**RECORDS TO USE:**
★ ★ ★ ★ ★
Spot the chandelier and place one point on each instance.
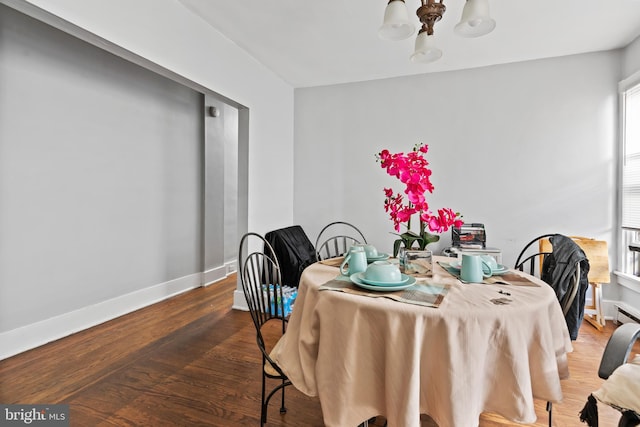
(475, 22)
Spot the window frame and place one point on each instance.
(626, 258)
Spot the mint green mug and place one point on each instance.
(356, 259)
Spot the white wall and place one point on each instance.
(525, 148)
(176, 40)
(631, 59)
(630, 289)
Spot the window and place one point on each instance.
(630, 188)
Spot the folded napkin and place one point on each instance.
(333, 262)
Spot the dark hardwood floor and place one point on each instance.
(193, 361)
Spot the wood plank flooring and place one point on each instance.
(193, 361)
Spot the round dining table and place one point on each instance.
(481, 347)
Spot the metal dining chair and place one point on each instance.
(262, 286)
(621, 390)
(336, 238)
(536, 260)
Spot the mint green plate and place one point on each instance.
(404, 284)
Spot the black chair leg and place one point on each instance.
(263, 406)
(283, 410)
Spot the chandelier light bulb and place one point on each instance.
(425, 49)
(475, 21)
(396, 24)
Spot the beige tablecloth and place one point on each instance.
(367, 356)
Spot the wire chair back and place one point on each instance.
(337, 244)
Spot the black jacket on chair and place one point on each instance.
(294, 252)
(557, 270)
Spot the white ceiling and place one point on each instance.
(313, 43)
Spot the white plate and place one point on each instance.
(380, 257)
(403, 279)
(358, 282)
(502, 269)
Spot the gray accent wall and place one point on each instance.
(100, 176)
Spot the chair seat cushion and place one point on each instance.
(622, 389)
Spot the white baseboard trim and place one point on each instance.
(214, 275)
(36, 334)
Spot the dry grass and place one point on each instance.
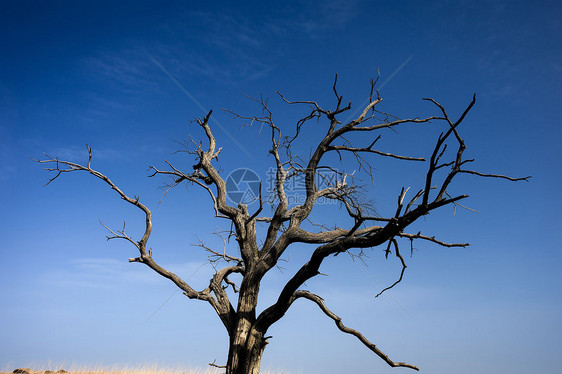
(119, 369)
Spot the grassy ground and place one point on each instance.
(145, 369)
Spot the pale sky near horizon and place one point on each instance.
(128, 78)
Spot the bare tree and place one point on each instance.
(287, 224)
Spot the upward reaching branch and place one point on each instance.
(287, 223)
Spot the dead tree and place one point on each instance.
(286, 225)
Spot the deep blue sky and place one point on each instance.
(73, 73)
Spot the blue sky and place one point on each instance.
(76, 73)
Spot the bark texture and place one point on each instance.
(287, 224)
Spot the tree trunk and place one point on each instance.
(246, 350)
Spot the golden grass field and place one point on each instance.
(142, 369)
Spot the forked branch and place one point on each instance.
(320, 302)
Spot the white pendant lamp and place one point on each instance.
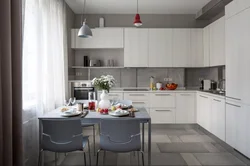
(85, 31)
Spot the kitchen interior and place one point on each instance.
(183, 67)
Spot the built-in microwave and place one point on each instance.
(82, 90)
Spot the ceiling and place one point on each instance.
(145, 6)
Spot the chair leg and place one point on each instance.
(84, 155)
(89, 153)
(138, 158)
(94, 138)
(97, 155)
(142, 157)
(104, 157)
(55, 159)
(39, 157)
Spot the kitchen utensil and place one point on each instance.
(171, 86)
(85, 61)
(158, 85)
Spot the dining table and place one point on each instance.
(95, 117)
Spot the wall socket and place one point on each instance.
(78, 73)
(168, 79)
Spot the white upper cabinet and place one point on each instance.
(136, 47)
(235, 7)
(181, 47)
(217, 43)
(185, 108)
(160, 47)
(197, 58)
(102, 38)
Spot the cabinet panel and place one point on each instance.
(197, 57)
(233, 59)
(136, 48)
(185, 108)
(102, 38)
(218, 118)
(181, 47)
(162, 100)
(160, 47)
(206, 46)
(217, 42)
(162, 115)
(235, 7)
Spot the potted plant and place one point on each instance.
(104, 83)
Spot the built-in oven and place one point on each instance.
(83, 91)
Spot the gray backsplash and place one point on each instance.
(139, 77)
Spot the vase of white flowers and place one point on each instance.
(104, 83)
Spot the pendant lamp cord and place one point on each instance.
(137, 6)
(83, 12)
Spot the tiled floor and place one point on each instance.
(171, 145)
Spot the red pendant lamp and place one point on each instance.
(137, 21)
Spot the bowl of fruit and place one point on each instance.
(171, 86)
(103, 111)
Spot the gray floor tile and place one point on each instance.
(210, 147)
(154, 148)
(180, 132)
(167, 159)
(218, 159)
(158, 138)
(182, 148)
(196, 138)
(174, 138)
(190, 159)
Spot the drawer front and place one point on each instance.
(162, 116)
(113, 96)
(136, 96)
(162, 100)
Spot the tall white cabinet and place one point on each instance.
(217, 42)
(181, 47)
(160, 47)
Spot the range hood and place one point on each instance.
(212, 9)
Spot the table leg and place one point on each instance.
(143, 135)
(149, 142)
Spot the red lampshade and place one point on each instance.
(137, 21)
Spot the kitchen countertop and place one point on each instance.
(147, 90)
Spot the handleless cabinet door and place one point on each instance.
(206, 46)
(181, 47)
(218, 118)
(136, 47)
(197, 57)
(217, 42)
(160, 47)
(185, 108)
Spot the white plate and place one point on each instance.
(71, 114)
(119, 114)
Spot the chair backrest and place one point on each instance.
(61, 135)
(126, 102)
(120, 135)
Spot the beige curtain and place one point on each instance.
(11, 148)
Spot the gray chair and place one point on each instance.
(120, 136)
(62, 136)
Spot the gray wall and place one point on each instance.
(149, 20)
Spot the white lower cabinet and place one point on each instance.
(218, 118)
(139, 100)
(185, 108)
(162, 115)
(237, 126)
(204, 111)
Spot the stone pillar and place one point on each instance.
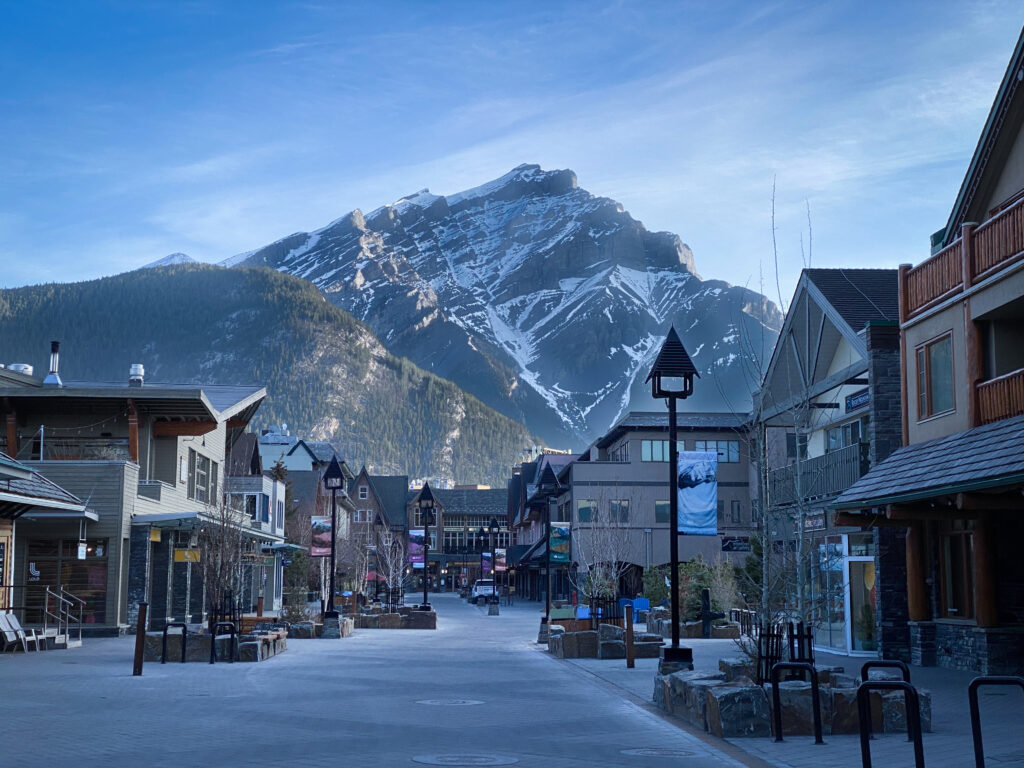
(138, 571)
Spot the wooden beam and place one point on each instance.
(182, 428)
(916, 588)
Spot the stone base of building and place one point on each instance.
(995, 650)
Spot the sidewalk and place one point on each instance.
(949, 743)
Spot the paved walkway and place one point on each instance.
(477, 691)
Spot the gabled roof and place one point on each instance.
(859, 296)
(27, 491)
(1001, 126)
(986, 457)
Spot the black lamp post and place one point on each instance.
(425, 503)
(673, 363)
(334, 480)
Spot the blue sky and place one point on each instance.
(133, 129)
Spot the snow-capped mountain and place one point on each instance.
(545, 301)
(174, 258)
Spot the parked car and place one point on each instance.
(482, 588)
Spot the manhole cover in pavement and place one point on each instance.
(464, 760)
(451, 702)
(656, 752)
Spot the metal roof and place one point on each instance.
(986, 457)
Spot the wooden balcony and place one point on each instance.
(978, 253)
(1001, 397)
(819, 477)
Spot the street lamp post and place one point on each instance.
(334, 480)
(425, 503)
(673, 363)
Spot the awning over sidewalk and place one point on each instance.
(981, 459)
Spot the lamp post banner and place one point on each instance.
(416, 542)
(558, 545)
(321, 544)
(696, 488)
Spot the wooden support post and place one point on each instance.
(916, 589)
(986, 609)
(630, 649)
(12, 434)
(132, 431)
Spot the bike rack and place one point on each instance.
(776, 699)
(893, 665)
(912, 704)
(213, 641)
(184, 640)
(972, 694)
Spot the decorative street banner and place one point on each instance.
(697, 493)
(559, 542)
(416, 549)
(322, 537)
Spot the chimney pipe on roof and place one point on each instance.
(53, 377)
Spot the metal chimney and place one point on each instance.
(136, 375)
(53, 377)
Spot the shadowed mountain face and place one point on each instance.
(546, 302)
(327, 374)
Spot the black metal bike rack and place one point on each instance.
(912, 705)
(184, 640)
(776, 699)
(972, 694)
(213, 640)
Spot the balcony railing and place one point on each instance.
(978, 253)
(816, 478)
(1001, 397)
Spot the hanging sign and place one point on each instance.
(559, 542)
(321, 542)
(696, 484)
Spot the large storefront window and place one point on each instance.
(56, 563)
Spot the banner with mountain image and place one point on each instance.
(696, 488)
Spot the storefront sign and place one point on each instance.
(559, 542)
(696, 485)
(187, 555)
(416, 547)
(735, 544)
(321, 543)
(857, 399)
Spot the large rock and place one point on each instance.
(611, 649)
(736, 667)
(737, 710)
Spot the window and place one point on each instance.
★ ★ ★ ★ ★
**THE TASK:** Rewrite the rows above, replacing "Spot" with "Locate" wherever it appears and keeping every other word the same. Leave the pictures out of your answer.

**TASK SOLUTION:**
Locate the chandelier and place one point on each instance.
(475, 22)
Locate the window frame and place one point on each instance.
(626, 258)
Locate the mint green mug and place one point on each instance.
(356, 259)
Locate the white wall and place one point on each instance.
(525, 148)
(176, 40)
(631, 59)
(630, 289)
Locate the window and place one point on each instance.
(630, 188)
Locate the folded napkin and place one point on each instance.
(333, 262)
Locate the dark hardwood floor and place one point on each instance.
(193, 361)
Locate the wood plank flooring and place one point on each instance.
(193, 361)
Locate the round dining table and place one point on each instance.
(481, 347)
Locate the metal dining chair and place one point on each instance.
(262, 286)
(621, 390)
(336, 238)
(536, 260)
Locate the mint green plate and place one point on each instance.
(404, 284)
Locate the black chair leg and place one point on each instance.
(263, 406)
(283, 410)
Locate the chandelier light bulb and place one point on each instance.
(425, 49)
(475, 21)
(396, 24)
Locate the beige tablecloth and place one point on each instance.
(367, 356)
Locate the wire chair back and place one point on each instance.
(337, 244)
Locate the black jacket on chair and place one point on each instance.
(294, 252)
(557, 270)
Locate the white ceiling and place one point on each instance.
(313, 43)
Locate the white plate and place one point on each instance.
(380, 257)
(403, 279)
(358, 282)
(502, 269)
Locate the gray accent wall and place one point on each instance.
(100, 176)
Locate the chair seat cushion and place one point on each instance.
(622, 389)
Locate the white baseboard trim and place one point on each instance.
(214, 275)
(36, 334)
Locate the dry grass and place one point on each instance.
(119, 369)
Locate the grassy ground and place one point on each instance.
(145, 369)
Locate the pale sky near horizon and place one point on each instance.
(128, 78)
Locate the bare tree and place one point on each instance.
(287, 224)
Locate the upward reaching branch and place one point on each instance.
(287, 223)
Locate the dead tree and place one point on each instance.
(286, 225)
Locate the deep blue sky and place one point on each instance.
(73, 73)
Locate the blue sky and place one point on each instance.
(76, 73)
Locate the bark texture and place one point on each instance.
(287, 224)
Locate the tree trunk and place one point on each instance.
(246, 350)
Locate the golden grass field and place one point on each instance.
(142, 369)
Locate the forked branch and place one point on each instance.
(320, 302)
Locate the white pendant lamp and place one point on each instance.
(85, 31)
Locate the kitchen interior and place one point on each instance.
(183, 67)
Locate the built-in microwave and place one point on each instance.
(82, 90)
Locate the ceiling and place one point on each instance.
(145, 6)
Locate the chair leg and place one point on each instance.
(84, 155)
(89, 153)
(138, 158)
(94, 138)
(97, 155)
(142, 157)
(104, 157)
(55, 159)
(39, 157)
Locate the kitchen utensil and place one point on each instance.
(171, 86)
(85, 61)
(158, 85)
Locate the dining table and place one point on each instance.
(95, 117)
Locate the wall socket and place one point on each instance.
(78, 73)
(168, 79)
Locate the white upper cabinet and place one point on each instance.
(136, 47)
(235, 7)
(181, 47)
(217, 43)
(185, 108)
(160, 47)
(197, 58)
(102, 38)
Locate the cabinet panel and place one point on each instance.
(197, 57)
(233, 59)
(136, 48)
(185, 108)
(102, 38)
(218, 118)
(181, 47)
(162, 100)
(160, 47)
(206, 46)
(217, 42)
(162, 115)
(235, 7)
Locate the potted plant and place one point on each instance.
(104, 83)
Locate the built-in oven and place one point on each instance.
(83, 91)
Locate the gray backsplash and place one point on each instance.
(139, 77)
Locate the vase of white flowers and place one point on each instance.
(104, 83)
Locate the pendant lamp cord and place one point on each instance.
(137, 6)
(83, 12)
Locate the tiled floor and place one point on each instance.
(171, 145)
Locate the red pendant lamp and place one point on each instance.
(137, 21)
Locate the bowl of fruit and place one point on each instance.
(171, 86)
(103, 111)
Locate the gray floor tile and place one point on each instance.
(210, 147)
(154, 148)
(180, 132)
(167, 159)
(218, 159)
(158, 138)
(182, 148)
(196, 138)
(174, 138)
(190, 159)
Locate the drawer front and place one point on each instance.
(162, 116)
(113, 96)
(136, 96)
(162, 100)
Locate the tall white cabinet and place one point on each instance.
(217, 42)
(181, 47)
(160, 47)
Locate the range hood and place one point on each instance.
(212, 9)
Locate the table leg and place one point on each instance.
(143, 135)
(149, 142)
Locate the red lampshade and place one point on each instance.
(137, 21)
Locate the kitchen countertop and place one point on each instance.
(147, 90)
Locate the handleless cabinet door and place one point on each instance.
(206, 46)
(181, 47)
(218, 118)
(136, 47)
(197, 57)
(217, 42)
(160, 47)
(185, 108)
Locate the white plate and place one point on each instance.
(71, 114)
(119, 114)
Locate the chair backrest and place one point on each instance.
(61, 135)
(126, 102)
(120, 135)
Locate the beige curtain and place one point on each instance.
(11, 148)
Locate the gray chair and place one point on each instance.
(120, 136)
(62, 136)
Locate the gray wall and place one point on each instance.
(149, 20)
Locate the white lower cabinet and place one point on each instance.
(218, 118)
(139, 100)
(185, 108)
(162, 115)
(237, 126)
(204, 111)
Locate the stone pillar and place one point on each instance.
(138, 571)
Locate the wooden beam and place one point on each instance.
(182, 428)
(916, 588)
Locate the stone base of building and place one point on each instance.
(995, 650)
Locate the sidewalk and place one point on each instance.
(949, 743)
Locate the paved walkway and place one point on each instance.
(477, 691)
Locate the gabled roof and place one point on each instance.
(859, 296)
(27, 491)
(1001, 126)
(986, 457)
Locate the black lamp post and place one point on each instance.
(425, 503)
(673, 363)
(334, 480)
Locate the blue sky and place one point on each instance.
(133, 129)
Locate the snow-capped mountain and place one point on each instance.
(545, 301)
(174, 258)
Locate the parked car and place one point on each instance.
(482, 588)
Locate the manhole cover in pavement and place one point on each instance.
(464, 760)
(451, 702)
(656, 752)
Locate the metal roof and place one point on each instance.
(986, 457)
Locate the wooden balcony and place one point on each instance.
(978, 253)
(1001, 397)
(819, 477)
Locate the street lamp post and place one point on each instance.
(334, 480)
(425, 503)
(673, 363)
Locate the awning over sidewalk and place one point on each instance.
(981, 459)
Locate the lamp post banner and place one point on each instance.
(416, 542)
(558, 545)
(321, 544)
(696, 488)
Locate the wooden support post and place one point on each instance.
(916, 589)
(986, 609)
(630, 649)
(12, 434)
(132, 431)
Locate the bike rack and place one point on each instance.
(776, 699)
(893, 665)
(912, 704)
(213, 641)
(184, 640)
(972, 694)
Locate the decorative street banner and place one point on each instance.
(697, 493)
(559, 542)
(416, 549)
(322, 537)
Locate the chimney pipe on roof and place one point on each instance.
(53, 377)
Locate the metal chimney and place one point on each instance.
(136, 375)
(53, 377)
Locate the shadowed mountain face and place one point on each instance.
(546, 302)
(327, 374)
Locate the black metal bike rack and place one point on each instance.
(912, 705)
(184, 640)
(776, 699)
(972, 694)
(213, 640)
Locate the balcony railing and place one point on each instance.
(978, 253)
(816, 478)
(1001, 397)
Locate the hanging sign and place one point on each instance.
(559, 542)
(321, 542)
(696, 484)
Locate the large storefront window and place one point on each instance.
(56, 563)
Locate the banner with mountain image and place one point on each instance.
(696, 488)
Locate the storefront sign and place one point on each instance.
(559, 542)
(696, 485)
(187, 555)
(416, 547)
(735, 544)
(321, 543)
(857, 399)
Locate the large rock and place one point on each instance.
(611, 649)
(736, 667)
(737, 710)
Locate the window and place one point on each instance.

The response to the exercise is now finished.